- _SUPPLIED PASSAGE_:

○ ○ ○ ○ ○ ○ ○

When that happens to me and you whack me for $5, I grimace a little, but
basically don't care and my kids don't go hungry. If you whack someone for $5
who is poor and buying groceries with an EBT card, they're putting a gallon of
milk back on the shelf to afford the bag. Or, they could ride the bus home,
get their bags, ride the bus back, buy their stuff, and avoid the $4 fine ($1
for the bag and $4 for the convenience fine) at the cost of maybe an hour of
their limited free time.

That's how it hurts the poor. That you or I could buy 10 bags for $12 and keep
them in the trunk of our car so we always have them doesn't help the carless.

You asked how exactly it hurt the poor and I answered that question. I didn't
come here spoiling for a fight over the issue.

------
Spooky23
Feels like a PR piece to me.

Obvious alternative for plastic is Kraft paper, although I'm sure the
retailers would be concerned about the "carbon footprint" \-- just like when
Sam's Club was making a case that polystyrene cups had a lower impact than
alternatives due to truck fuel consumption.

○ ○ ○ ○ ○ ○ ○

- _INFORMATION SUPPLIED_:

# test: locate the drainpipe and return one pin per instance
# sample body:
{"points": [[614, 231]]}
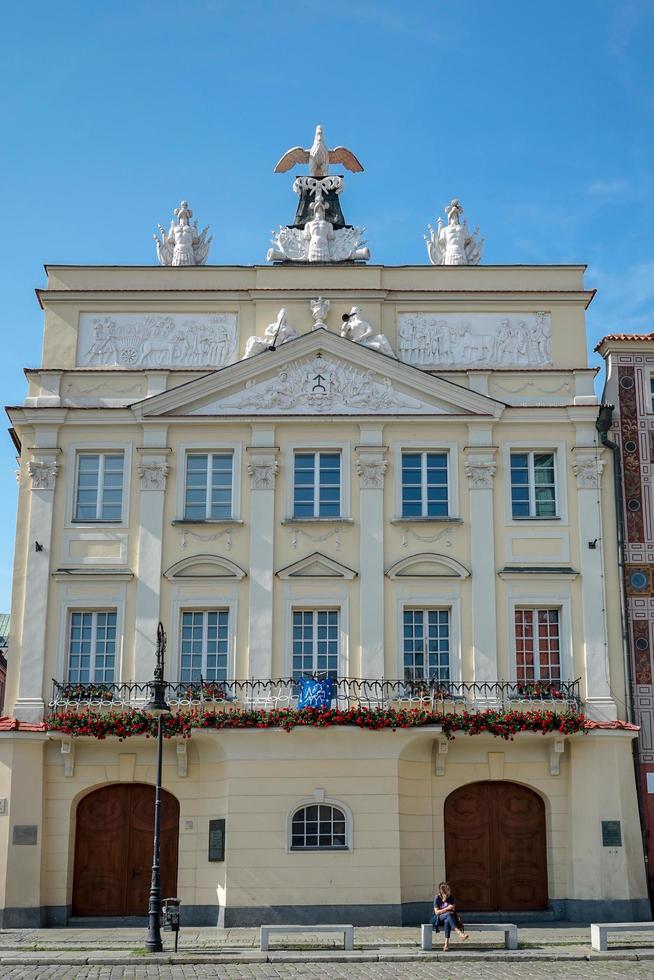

○ ○ ○ ○ ○ ○ ○

- _REQUIREMENTS_:
a) Reproduce word for word the portion of the bag-fee discussion that opens with the words containing "That's how it" and closes with "piece to me.".
b) Carry the bag-fee discussion forward from its final sentence.
The listing has no connection to the bag-fee discussion.

- _RESPONSE LIST_:
a)
That's how it hurts the poor. That you or I could buy 10 bags for $12 and keep
them in the trunk of our car so we always have them doesn't help the carless.

You asked how exactly it hurt the poor and I answered that question. I didn't
come here spoiling for a fight over the issue.

------
Spooky23
Feels like a PR piece to me.

b)
The other big costs are damage to wildlife and infrastructure. A family friend
is a sewer foreman. He has a crew of 3 guys that roam around our little city
clearing drains, sewage pumps and other sewer infrastructure. Anywhere from
40-60% of the clogs are caused by shopping bags. That's a lot of $$, borne by
the taxpayer.

------
TazeTSchnitzel
Here in Scotland, and also nearby in Ireland, we have a plastic bag charge
(around 5p). Immediately after it was introduced, I started taking far less
bags. If it was just two small things, I'd carry them by hand. I'd usually
bring my backpack and put things in there. Only rarely would I buy a bag
(usually when I forgot the backpack).

Net result: I've chucked out far less plastic bags.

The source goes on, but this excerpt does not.